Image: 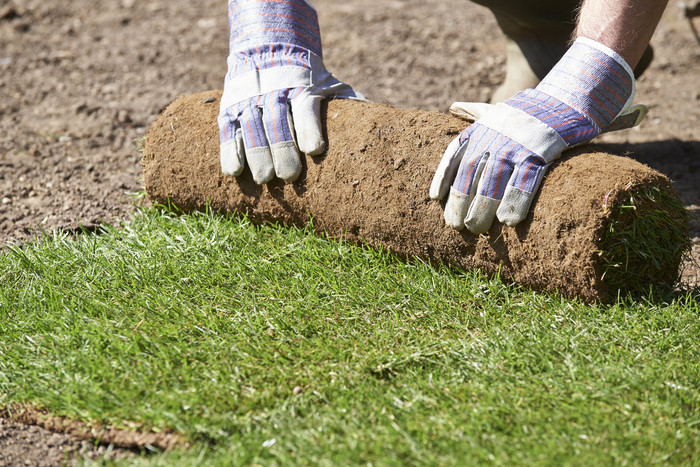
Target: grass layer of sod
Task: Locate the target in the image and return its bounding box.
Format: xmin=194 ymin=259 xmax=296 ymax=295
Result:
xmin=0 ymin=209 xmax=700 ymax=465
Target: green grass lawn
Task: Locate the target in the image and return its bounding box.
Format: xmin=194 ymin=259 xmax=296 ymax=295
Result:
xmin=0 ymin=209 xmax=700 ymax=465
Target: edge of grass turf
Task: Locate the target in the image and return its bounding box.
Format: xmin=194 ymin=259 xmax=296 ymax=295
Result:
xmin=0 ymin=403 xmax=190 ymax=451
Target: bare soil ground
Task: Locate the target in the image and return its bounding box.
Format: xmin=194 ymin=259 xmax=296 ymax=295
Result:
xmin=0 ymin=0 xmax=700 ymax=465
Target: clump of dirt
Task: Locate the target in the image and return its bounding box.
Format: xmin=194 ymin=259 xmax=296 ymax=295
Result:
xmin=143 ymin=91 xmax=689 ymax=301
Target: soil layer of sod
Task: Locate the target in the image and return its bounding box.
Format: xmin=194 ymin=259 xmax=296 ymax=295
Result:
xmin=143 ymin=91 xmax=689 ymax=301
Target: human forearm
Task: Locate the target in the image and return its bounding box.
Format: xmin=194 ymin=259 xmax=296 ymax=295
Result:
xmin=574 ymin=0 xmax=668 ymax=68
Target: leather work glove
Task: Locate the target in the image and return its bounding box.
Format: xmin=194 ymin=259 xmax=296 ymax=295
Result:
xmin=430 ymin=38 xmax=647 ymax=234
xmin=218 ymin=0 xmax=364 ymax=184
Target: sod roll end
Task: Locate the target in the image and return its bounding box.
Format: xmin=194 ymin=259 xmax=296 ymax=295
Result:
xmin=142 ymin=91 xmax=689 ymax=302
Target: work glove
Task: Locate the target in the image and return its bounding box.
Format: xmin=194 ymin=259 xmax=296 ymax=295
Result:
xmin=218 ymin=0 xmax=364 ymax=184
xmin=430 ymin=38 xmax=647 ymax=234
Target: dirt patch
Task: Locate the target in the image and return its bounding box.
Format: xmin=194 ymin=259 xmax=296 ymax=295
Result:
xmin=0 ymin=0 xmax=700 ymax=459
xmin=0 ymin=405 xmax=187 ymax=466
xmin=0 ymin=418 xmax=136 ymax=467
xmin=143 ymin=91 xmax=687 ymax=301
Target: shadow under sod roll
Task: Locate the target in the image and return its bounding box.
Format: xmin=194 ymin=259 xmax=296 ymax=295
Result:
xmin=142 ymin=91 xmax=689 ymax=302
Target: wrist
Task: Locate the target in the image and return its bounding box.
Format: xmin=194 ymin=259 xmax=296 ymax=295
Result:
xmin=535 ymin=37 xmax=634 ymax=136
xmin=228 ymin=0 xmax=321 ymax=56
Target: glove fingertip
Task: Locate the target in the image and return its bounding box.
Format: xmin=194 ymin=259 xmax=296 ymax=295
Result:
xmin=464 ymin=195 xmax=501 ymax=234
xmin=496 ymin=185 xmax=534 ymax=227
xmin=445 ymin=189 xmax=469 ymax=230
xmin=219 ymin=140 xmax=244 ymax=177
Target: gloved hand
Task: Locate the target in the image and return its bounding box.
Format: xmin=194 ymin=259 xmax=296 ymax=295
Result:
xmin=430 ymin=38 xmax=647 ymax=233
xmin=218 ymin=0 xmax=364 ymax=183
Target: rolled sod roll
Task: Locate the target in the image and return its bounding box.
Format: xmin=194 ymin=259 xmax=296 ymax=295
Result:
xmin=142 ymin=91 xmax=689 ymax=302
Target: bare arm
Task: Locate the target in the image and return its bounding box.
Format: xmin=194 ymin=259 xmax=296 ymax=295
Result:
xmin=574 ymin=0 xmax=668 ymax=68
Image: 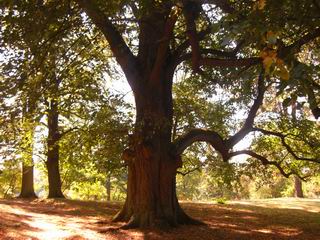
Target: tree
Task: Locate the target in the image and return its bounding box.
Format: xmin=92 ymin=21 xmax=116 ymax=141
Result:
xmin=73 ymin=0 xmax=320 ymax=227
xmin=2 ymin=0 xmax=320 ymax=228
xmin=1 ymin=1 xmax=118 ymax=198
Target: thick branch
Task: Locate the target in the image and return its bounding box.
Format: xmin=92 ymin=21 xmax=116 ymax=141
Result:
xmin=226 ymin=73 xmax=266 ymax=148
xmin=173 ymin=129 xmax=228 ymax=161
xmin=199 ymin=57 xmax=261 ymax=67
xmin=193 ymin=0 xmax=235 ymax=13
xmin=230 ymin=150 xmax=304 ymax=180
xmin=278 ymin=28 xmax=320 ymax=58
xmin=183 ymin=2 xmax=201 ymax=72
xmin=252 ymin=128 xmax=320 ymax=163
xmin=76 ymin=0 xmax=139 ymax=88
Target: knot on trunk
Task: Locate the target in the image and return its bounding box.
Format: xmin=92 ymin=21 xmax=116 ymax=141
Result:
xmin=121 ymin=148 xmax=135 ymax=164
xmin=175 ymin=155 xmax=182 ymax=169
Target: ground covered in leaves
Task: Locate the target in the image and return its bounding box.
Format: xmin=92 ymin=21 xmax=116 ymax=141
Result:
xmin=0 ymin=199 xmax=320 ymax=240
· · · ·
What is required - Reproduce every one of the records above word for word, leaving out the pictures.

Complete answer -
Image: 
Target: grass layer of sod
Task: Locate the target in the image and return its bounding box.
Format: xmin=194 ymin=259 xmax=296 ymax=295
Result:
xmin=0 ymin=209 xmax=700 ymax=465
Target: green grass lawn
Task: Locate the target in the image and return its bounding box.
Format: xmin=194 ymin=259 xmax=296 ymax=295
Result:
xmin=0 ymin=209 xmax=700 ymax=465
Target: edge of grass turf
Task: Locate the target in the image and return its bounding box.
Format: xmin=194 ymin=259 xmax=296 ymax=295
Result:
xmin=0 ymin=403 xmax=190 ymax=451
Target: bare soil ground
Task: Locate the target in the image and return its bounding box.
Format: xmin=194 ymin=259 xmax=296 ymax=295
Result:
xmin=0 ymin=0 xmax=700 ymax=465
Target: clump of dirt
Task: Locate the target in the image and return its bounding box.
Format: xmin=194 ymin=259 xmax=296 ymax=295
Result:
xmin=143 ymin=91 xmax=689 ymax=301
Target: soil layer of sod
Task: Locate the target in the image and return its bounding box.
Format: xmin=194 ymin=259 xmax=296 ymax=295
Result:
xmin=143 ymin=91 xmax=689 ymax=301
Target: human forearm
Task: Locate the target in the image and return its bounding box.
Format: xmin=194 ymin=259 xmax=296 ymax=295
Result:
xmin=574 ymin=0 xmax=668 ymax=68
Target: leather work glove
Task: Locate the target in the image and return its bounding box.
Format: xmin=194 ymin=259 xmax=296 ymax=295
Result:
xmin=430 ymin=38 xmax=647 ymax=234
xmin=218 ymin=0 xmax=364 ymax=184
Target: sod roll end
Task: Locate the target in the image and return its bounding box.
Format: xmin=194 ymin=259 xmax=296 ymax=295
Result:
xmin=142 ymin=91 xmax=689 ymax=302
Target: work glove
Task: Locate the target in the image and return its bounding box.
Format: xmin=194 ymin=259 xmax=296 ymax=295
Result:
xmin=218 ymin=0 xmax=364 ymax=184
xmin=430 ymin=38 xmax=647 ymax=234
Target: dirt patch
Task: Locate the target in the image and return its bounding box.
Format: xmin=194 ymin=259 xmax=296 ymax=295
Result:
xmin=0 ymin=0 xmax=700 ymax=459
xmin=0 ymin=405 xmax=187 ymax=466
xmin=0 ymin=418 xmax=136 ymax=467
xmin=143 ymin=91 xmax=687 ymax=301
Target: shadow under sod roll
Task: Locate the target in the image and return its bounding box.
Format: xmin=194 ymin=259 xmax=296 ymax=295
Result:
xmin=142 ymin=91 xmax=689 ymax=302
Target: wrist
Task: Locate the target in the image and return its bounding box.
Format: xmin=194 ymin=259 xmax=296 ymax=295
Result:
xmin=535 ymin=37 xmax=634 ymax=136
xmin=228 ymin=0 xmax=321 ymax=56
Target: glove fingertip
Task: Locate the target in the image and return its bounding box.
Format: xmin=194 ymin=259 xmax=296 ymax=295
Result:
xmin=464 ymin=195 xmax=501 ymax=234
xmin=496 ymin=185 xmax=534 ymax=227
xmin=445 ymin=189 xmax=469 ymax=230
xmin=219 ymin=140 xmax=244 ymax=177
Target: gloved hand
Task: Locate the target in the image and return its bounding box.
Format: xmin=194 ymin=259 xmax=296 ymax=295
Result:
xmin=430 ymin=38 xmax=647 ymax=233
xmin=218 ymin=0 xmax=364 ymax=183
Target: rolled sod roll
Task: Locate the target in the image and return its bounding box.
Format: xmin=194 ymin=259 xmax=296 ymax=295
Result:
xmin=142 ymin=91 xmax=689 ymax=302
Target: bare arm
Task: Locate the target in the image and return its bounding box.
Format: xmin=194 ymin=259 xmax=296 ymax=295
Result:
xmin=574 ymin=0 xmax=668 ymax=68
Image: 
Target: tree
Task: Locate the target in the image and return its bounding box.
Format: xmin=92 ymin=21 xmax=116 ymax=141
Result:
xmin=73 ymin=0 xmax=320 ymax=227
xmin=2 ymin=0 xmax=320 ymax=228
xmin=1 ymin=1 xmax=118 ymax=198
Target: thick branch
Task: Locate the target in the image and return its bounding box.
Format: xmin=92 ymin=21 xmax=116 ymax=141
Result:
xmin=226 ymin=73 xmax=266 ymax=148
xmin=173 ymin=129 xmax=228 ymax=161
xmin=199 ymin=57 xmax=261 ymax=67
xmin=193 ymin=0 xmax=235 ymax=13
xmin=230 ymin=150 xmax=304 ymax=180
xmin=278 ymin=28 xmax=320 ymax=58
xmin=183 ymin=2 xmax=201 ymax=72
xmin=252 ymin=128 xmax=320 ymax=163
xmin=76 ymin=0 xmax=139 ymax=88
Target: knot on trunk
Task: Locate the target in the image and return its bounding box.
Format: xmin=92 ymin=21 xmax=116 ymax=141
Result:
xmin=121 ymin=148 xmax=135 ymax=164
xmin=175 ymin=155 xmax=182 ymax=169
Target: ground covered in leaves
Task: Locate the target in the image and return its bounding box.
Format: xmin=92 ymin=21 xmax=116 ymax=141
Result:
xmin=0 ymin=199 xmax=320 ymax=240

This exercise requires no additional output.